* [Work request]
Set down each line from the start of the material exactly, please, up to and including the one that contains "the rocky seafloor".

* [Material provided]
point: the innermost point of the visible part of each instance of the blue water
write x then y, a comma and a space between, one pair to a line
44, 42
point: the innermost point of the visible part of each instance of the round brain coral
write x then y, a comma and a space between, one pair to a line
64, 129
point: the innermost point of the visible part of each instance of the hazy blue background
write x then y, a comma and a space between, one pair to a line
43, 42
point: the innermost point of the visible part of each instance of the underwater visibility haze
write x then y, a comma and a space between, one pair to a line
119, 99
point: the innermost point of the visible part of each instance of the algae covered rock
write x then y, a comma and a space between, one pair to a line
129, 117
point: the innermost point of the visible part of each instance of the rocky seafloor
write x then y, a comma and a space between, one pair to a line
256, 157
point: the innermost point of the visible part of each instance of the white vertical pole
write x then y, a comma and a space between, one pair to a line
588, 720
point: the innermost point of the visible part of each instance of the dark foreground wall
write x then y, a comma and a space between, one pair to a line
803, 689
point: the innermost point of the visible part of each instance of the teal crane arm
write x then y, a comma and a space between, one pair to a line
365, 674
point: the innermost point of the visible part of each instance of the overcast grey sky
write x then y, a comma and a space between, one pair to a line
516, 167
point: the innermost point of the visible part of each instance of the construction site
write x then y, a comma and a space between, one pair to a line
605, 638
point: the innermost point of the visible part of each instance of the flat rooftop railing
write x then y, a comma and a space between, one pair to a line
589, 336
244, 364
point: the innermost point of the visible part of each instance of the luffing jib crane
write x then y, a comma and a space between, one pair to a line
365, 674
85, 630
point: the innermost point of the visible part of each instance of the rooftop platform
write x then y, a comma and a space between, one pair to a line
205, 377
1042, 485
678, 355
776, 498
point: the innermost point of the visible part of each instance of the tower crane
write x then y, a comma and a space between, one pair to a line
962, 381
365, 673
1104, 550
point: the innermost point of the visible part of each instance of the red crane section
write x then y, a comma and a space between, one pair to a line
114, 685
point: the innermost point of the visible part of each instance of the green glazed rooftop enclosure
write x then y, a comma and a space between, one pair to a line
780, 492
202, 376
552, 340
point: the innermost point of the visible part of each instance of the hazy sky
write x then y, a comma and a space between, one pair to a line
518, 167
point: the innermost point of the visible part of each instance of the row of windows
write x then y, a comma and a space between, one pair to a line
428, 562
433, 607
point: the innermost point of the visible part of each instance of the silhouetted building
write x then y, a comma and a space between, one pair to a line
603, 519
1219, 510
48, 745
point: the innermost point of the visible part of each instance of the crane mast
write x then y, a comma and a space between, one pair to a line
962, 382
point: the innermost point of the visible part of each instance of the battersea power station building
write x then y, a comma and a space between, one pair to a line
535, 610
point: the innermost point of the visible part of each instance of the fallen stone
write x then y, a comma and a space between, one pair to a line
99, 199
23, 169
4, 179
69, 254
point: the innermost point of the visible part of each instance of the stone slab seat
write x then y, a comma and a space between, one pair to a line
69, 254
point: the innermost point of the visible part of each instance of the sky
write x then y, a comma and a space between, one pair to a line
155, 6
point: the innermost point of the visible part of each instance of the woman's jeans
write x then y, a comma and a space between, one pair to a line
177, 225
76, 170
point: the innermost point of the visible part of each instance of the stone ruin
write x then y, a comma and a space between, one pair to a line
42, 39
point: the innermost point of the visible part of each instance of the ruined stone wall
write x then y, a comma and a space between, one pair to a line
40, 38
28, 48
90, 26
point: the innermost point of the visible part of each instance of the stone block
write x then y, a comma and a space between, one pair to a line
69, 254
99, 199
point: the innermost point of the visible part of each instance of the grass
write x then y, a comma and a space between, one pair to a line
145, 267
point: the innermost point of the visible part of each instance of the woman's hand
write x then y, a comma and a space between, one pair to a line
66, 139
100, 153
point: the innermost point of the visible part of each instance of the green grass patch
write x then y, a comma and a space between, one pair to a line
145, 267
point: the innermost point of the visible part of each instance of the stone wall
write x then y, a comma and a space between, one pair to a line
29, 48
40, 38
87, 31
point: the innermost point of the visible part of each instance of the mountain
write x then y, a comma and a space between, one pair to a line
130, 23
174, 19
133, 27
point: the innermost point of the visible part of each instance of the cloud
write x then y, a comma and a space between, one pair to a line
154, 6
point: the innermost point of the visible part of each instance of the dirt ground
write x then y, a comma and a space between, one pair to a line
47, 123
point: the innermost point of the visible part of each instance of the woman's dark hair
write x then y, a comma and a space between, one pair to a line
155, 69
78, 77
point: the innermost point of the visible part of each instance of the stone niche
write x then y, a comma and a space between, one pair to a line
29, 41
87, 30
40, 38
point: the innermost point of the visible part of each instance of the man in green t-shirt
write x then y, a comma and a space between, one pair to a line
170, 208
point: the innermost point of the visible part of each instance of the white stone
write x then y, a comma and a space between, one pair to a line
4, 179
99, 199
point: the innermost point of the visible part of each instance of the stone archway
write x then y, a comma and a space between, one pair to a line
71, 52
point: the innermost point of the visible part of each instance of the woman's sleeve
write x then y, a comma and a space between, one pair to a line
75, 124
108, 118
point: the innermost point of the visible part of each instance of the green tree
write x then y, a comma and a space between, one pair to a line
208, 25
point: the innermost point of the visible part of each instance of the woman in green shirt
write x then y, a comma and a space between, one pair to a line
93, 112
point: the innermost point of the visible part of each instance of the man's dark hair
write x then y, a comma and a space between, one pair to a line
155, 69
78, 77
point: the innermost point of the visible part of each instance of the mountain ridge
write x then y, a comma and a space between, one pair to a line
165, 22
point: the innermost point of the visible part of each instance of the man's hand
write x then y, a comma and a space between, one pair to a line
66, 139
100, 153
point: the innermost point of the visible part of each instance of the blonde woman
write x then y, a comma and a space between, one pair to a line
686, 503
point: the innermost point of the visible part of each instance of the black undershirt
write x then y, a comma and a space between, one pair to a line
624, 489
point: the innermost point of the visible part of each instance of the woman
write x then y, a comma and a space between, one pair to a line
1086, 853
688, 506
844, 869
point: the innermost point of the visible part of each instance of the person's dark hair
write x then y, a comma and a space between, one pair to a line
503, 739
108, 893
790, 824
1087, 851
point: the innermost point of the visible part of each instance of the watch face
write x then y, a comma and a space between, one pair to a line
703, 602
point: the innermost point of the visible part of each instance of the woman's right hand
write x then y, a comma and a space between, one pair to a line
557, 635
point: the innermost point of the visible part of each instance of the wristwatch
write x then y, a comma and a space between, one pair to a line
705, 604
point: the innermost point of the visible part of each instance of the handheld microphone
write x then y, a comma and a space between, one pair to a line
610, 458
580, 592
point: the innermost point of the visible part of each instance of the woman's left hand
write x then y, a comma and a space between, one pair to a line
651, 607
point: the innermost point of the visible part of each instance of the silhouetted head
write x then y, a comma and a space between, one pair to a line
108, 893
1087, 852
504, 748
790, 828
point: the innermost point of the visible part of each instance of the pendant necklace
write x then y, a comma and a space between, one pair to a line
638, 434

* [Task result]
point: the innermost point of the visible part of each instance of the blue water
write x then y, a comma and a space between, one pair to a line
44, 42
point: the innermost point of the visible part of each instance of the round brain coral
write x then y, a comma and a space between, one pair to a line
64, 129
point: the innermost point of the visible part of each instance of the hazy blue background
write x then y, a comma and a space between, one pair to a line
43, 42
point: the innermost point of the visible part of each instance of the underwater visibility haze
write x then y, a comma and a space between, one pair to a line
119, 99
point: the innermost point of the visible part of each instance of the algae covered rock
write x then y, a comma and a space between, one pair to a line
129, 117
point: the innermost point of the visible part of each instance of the rocky seafloor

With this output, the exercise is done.